Dickens simply could not be, would not be, at fault; any suggestion of
it generated an overflow of defensive language. When, at twenty-nine, he
answered a note from a former colleague of his reporting days, he spent
virtually the whole letter disputing the possibility that anyone could think
he could forget old friends in his days of fame. As usual, he writes himself
into extravagant claims: “I have never in my life—and especially in my later
life—no, not once, treated any single human being with coldness or hauteur”
(2.241–42). For the reader of Dickens’s letters, such claims become familiar
parts of his character, signs of an inner imperative that would not be altered.
Peter Ackroyd comments, “the truth was always a very fluid concept for
Dickens; he did not so much lie as believe in whatever he said at the time”
(1002). This sounds right, especially in conjunction with Dickens’s belief
that what he discovered about his characters was true because he “knew” it
to be true. Of course, it leaves many questions unanswered. The question of
origins—what made Dickens this kind of man?—cannot, I think, be ade-
quately answered by successive generations. A deep-seated expectation that
trust or belief will be rewarded with indifference or betrayal is likely to have
originated in a period of childhood earlier than the blacking factory episode,
though that experience would of course have deepened the expectation and
given it a full-fledged story.

| Records shown |
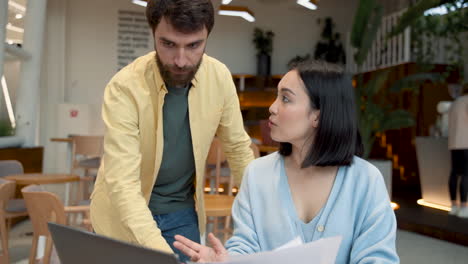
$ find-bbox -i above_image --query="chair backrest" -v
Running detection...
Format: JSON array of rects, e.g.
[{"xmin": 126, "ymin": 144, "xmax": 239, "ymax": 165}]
[
  {"xmin": 0, "ymin": 160, "xmax": 24, "ymax": 177},
  {"xmin": 206, "ymin": 138, "xmax": 226, "ymax": 193},
  {"xmin": 260, "ymin": 119, "xmax": 279, "ymax": 146},
  {"xmin": 250, "ymin": 142, "xmax": 260, "ymax": 159},
  {"xmin": 206, "ymin": 138, "xmax": 226, "ymax": 166},
  {"xmin": 71, "ymin": 136, "xmax": 104, "ymax": 157},
  {"xmin": 21, "ymin": 185, "xmax": 67, "ymax": 237},
  {"xmin": 0, "ymin": 178, "xmax": 16, "ymax": 263},
  {"xmin": 0, "ymin": 178, "xmax": 16, "ymax": 210}
]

| What is expected |
Summarize the Dickens passage in two sentences. Please work from the Dickens passage alone and leave the listing aside.

| Answer to the task |
Dickens could not accept being at fault, and at twenty-nine he spent nearly an entire letter to a former colleague from his reporting days denying that he could forget old friends, claiming he had never treated anyone with coldness or hauteur. Peter Ackroyd remarks that Dickens did not so much lie as believe whatever he said at the time, and the passage holds that Dickens's expectation that trust would be met with indifference or betrayal likely began in childhood before the blacking factory episode, which deepened it.